* start Material provided *

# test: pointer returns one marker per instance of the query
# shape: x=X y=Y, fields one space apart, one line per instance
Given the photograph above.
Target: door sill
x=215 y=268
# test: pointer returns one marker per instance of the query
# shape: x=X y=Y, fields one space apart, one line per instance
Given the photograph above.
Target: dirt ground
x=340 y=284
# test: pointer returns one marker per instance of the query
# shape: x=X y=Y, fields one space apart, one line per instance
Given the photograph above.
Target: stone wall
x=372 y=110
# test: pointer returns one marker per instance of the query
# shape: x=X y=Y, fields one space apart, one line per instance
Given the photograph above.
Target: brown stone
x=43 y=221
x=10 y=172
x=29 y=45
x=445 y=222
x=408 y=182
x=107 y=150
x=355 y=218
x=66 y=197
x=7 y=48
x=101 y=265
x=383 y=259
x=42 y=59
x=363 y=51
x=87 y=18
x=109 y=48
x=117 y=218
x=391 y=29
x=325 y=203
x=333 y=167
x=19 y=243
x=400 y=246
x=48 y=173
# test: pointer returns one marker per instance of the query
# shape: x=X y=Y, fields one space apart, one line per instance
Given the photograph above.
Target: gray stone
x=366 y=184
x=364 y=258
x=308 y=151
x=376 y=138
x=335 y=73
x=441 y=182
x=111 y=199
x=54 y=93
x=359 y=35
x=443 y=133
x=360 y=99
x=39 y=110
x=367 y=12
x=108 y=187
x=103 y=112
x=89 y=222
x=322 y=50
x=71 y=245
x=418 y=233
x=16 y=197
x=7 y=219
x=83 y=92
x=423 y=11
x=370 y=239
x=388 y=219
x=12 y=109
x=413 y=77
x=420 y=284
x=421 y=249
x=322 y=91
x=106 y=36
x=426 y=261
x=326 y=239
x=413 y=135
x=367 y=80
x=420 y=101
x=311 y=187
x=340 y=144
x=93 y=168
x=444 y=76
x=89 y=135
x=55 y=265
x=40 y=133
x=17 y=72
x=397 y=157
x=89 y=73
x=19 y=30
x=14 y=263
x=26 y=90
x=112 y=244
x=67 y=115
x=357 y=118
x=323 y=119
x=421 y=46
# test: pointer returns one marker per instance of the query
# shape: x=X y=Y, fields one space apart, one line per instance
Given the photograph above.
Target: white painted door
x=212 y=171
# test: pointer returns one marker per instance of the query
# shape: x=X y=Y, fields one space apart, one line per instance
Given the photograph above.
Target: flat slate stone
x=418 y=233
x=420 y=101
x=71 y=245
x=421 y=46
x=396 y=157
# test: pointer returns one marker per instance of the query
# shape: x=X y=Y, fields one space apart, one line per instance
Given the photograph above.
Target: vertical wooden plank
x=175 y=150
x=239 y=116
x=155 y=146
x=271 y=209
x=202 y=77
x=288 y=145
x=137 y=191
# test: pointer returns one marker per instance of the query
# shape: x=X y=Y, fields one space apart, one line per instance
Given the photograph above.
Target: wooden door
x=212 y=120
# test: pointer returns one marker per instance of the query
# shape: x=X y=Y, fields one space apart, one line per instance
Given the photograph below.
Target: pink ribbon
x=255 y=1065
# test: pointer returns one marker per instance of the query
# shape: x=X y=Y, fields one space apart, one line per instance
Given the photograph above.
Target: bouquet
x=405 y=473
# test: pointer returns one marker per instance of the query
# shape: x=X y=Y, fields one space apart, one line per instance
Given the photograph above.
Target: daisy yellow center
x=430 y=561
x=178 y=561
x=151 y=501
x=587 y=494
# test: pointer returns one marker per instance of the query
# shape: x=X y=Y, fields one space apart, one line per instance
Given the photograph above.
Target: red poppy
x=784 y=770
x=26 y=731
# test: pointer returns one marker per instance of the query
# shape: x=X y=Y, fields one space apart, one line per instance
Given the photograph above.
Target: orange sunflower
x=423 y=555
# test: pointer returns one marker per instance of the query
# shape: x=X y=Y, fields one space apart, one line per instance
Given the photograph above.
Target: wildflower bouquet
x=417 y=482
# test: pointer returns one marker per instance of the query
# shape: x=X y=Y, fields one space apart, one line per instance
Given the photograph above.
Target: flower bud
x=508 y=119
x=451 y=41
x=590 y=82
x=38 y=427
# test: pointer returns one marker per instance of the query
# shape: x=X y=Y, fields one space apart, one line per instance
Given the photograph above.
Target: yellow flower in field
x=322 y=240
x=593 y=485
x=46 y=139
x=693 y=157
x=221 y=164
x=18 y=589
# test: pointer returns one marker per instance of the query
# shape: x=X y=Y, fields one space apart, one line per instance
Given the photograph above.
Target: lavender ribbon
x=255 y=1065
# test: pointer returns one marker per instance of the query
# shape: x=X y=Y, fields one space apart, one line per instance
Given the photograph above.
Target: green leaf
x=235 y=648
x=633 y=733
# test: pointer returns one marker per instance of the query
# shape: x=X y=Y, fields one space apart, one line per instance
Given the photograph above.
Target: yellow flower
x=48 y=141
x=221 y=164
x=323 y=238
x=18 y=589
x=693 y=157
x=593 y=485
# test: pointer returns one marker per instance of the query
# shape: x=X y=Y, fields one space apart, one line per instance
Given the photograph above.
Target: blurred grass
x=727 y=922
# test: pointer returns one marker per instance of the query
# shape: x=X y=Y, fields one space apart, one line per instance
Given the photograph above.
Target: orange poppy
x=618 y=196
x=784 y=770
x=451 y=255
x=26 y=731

* end Material provided *

What is required:
Recite the full listing above exactly.

The response:
# test: pointer returns one marker per instance of the query
# shape: x=X y=Y, fields one space apart, one line per instance
Given the photograph above.
Target: door sill
x=215 y=268
# test: pointer returns one marker per instance of the query
# shape: x=X y=Y, fields one space apart, one line per instance
Given the photograph above.
Target: dirt ground
x=340 y=284
# test: pointer returns one marker per instance of the query
# shape: x=X y=Y, fields one space apart, one line per instance
Given the photograph above.
Target: stone wall
x=372 y=110
# test: pointer returns one marker per instance of the query
# shape: x=X y=Y, fields one space apart, one line per instance
Given the photograph above.
Target: brown stone
x=43 y=221
x=10 y=172
x=29 y=45
x=445 y=222
x=408 y=182
x=107 y=150
x=355 y=218
x=66 y=197
x=7 y=48
x=101 y=265
x=383 y=259
x=42 y=59
x=363 y=51
x=87 y=18
x=109 y=48
x=117 y=218
x=391 y=29
x=325 y=203
x=333 y=167
x=19 y=243
x=400 y=246
x=48 y=173
# test: pointer returns one marker per instance of the query
# shape: x=X y=Y, fields one space apart, one line per instance
Given the photograph above.
Target: gray stone
x=366 y=184
x=364 y=258
x=308 y=151
x=376 y=138
x=335 y=73
x=441 y=182
x=111 y=199
x=54 y=93
x=359 y=35
x=443 y=133
x=360 y=99
x=39 y=110
x=367 y=12
x=108 y=187
x=103 y=112
x=89 y=222
x=322 y=50
x=71 y=245
x=418 y=233
x=16 y=197
x=7 y=219
x=83 y=92
x=423 y=11
x=370 y=239
x=388 y=219
x=12 y=109
x=413 y=77
x=420 y=284
x=421 y=249
x=322 y=91
x=106 y=36
x=426 y=261
x=326 y=239
x=413 y=135
x=367 y=80
x=420 y=101
x=311 y=187
x=340 y=144
x=93 y=168
x=444 y=76
x=89 y=135
x=55 y=265
x=40 y=133
x=17 y=72
x=397 y=157
x=89 y=73
x=19 y=30
x=14 y=263
x=26 y=90
x=112 y=244
x=67 y=115
x=357 y=118
x=323 y=119
x=421 y=46
# test: pointer returns one marker per instance of the query
# shape: x=X y=Y, fields one space apart, one line per instance
Given the photograph above.
Target: white painted door
x=212 y=171
# test: pointer returns one marker per instance of the query
# shape: x=X y=Y, fields one space apart, one line per instance
Given the photograph above.
Target: flat slate stone
x=418 y=233
x=420 y=101
x=71 y=245
x=421 y=46
x=396 y=157
# test: pointer returns one marker per instance of the query
# shape: x=X y=Y, fields one space apart, one line per instance
Given the photograph above.
Target: vertical wooden plank
x=175 y=150
x=239 y=116
x=155 y=146
x=271 y=209
x=202 y=77
x=288 y=145
x=137 y=191
# test: pointer returns one marker per instance of the query
# shape: x=X y=Y, fields one space apart, one line per instance
Given the photograph above.
Target: wooden door
x=212 y=120
# test: pointer returns one marker per instance of the query
# shape: x=X y=Y, fields one space apart, one line per instance
Given the photograph below.
Target: pink ribbon
x=255 y=1065
# test: pointer returns one marker per instance of the query
# shape: x=X y=Y, fields one space apart, one line per instance
Given the photograph above.
Target: bouquet
x=405 y=473
# test: pointer returns one marker per instance of the query
# shape: x=X y=Y, fields one space apart, one line per instance
Given the photograph above.
Target: daisy yellow center
x=430 y=561
x=178 y=561
x=151 y=501
x=587 y=494
# test: pointer returns one marker per instance of the query
# shape: x=X y=Y, fields one space apart, one line per instance
Given the photograph above.
Target: red poppy
x=784 y=770
x=26 y=731
# test: pointer returns one marker per instance of the query
# shape: x=X y=Y, fields one space apart, one line per instance
Given the photograph above.
Target: orange sunflower
x=423 y=555
# test: pointer returns one marker per instance of the query
# shape: x=X y=Y, fields one space apart, one line per instance
Given the photograph above.
Target: wildflower bouquet
x=417 y=482
# test: pointer returns one marker per instance of the query
# shape: x=X y=Y, fields one space apart, one line per instance
Given the photograph above.
Target: flower bud
x=508 y=119
x=451 y=41
x=590 y=82
x=38 y=427
# test: pointer returns one marker per instance of the query
# shape: x=X y=Y, fields one space apart, one line per instance
Given the photograph above.
Target: yellow flower in field
x=322 y=240
x=593 y=485
x=46 y=139
x=693 y=157
x=221 y=164
x=18 y=589
# test: pointer returns one marker per instance of the query
# shape: x=X y=Y, fields one space apart, one line per instance
Given the photograph above.
Target: lavender ribbon
x=255 y=1065
# test: pointer returns one marker per instance of the query
# shape: x=X y=Y, fields one space apart, one line per instance
Given the photograph above.
Target: green leaf
x=235 y=648
x=633 y=733
# test: pointer returns one marker per instance of the query
# shape: x=X y=Y, fields one space apart, one line per instance
Given the photograph above.
Target: yellow flower
x=48 y=141
x=221 y=164
x=323 y=238
x=18 y=589
x=693 y=157
x=593 y=485
# test: pointer returns one marker per instance of the query
# shape: x=X y=Y, fields one space apart, one line per instance
Given the photograph above.
Target: blurred grass
x=727 y=922
# test: pointer returns one marker per instance of the query
# shape: x=X y=Y, fields one space apart, one line per instance
Given the photograph above.
Target: orange poppy
x=618 y=196
x=784 y=770
x=451 y=255
x=26 y=731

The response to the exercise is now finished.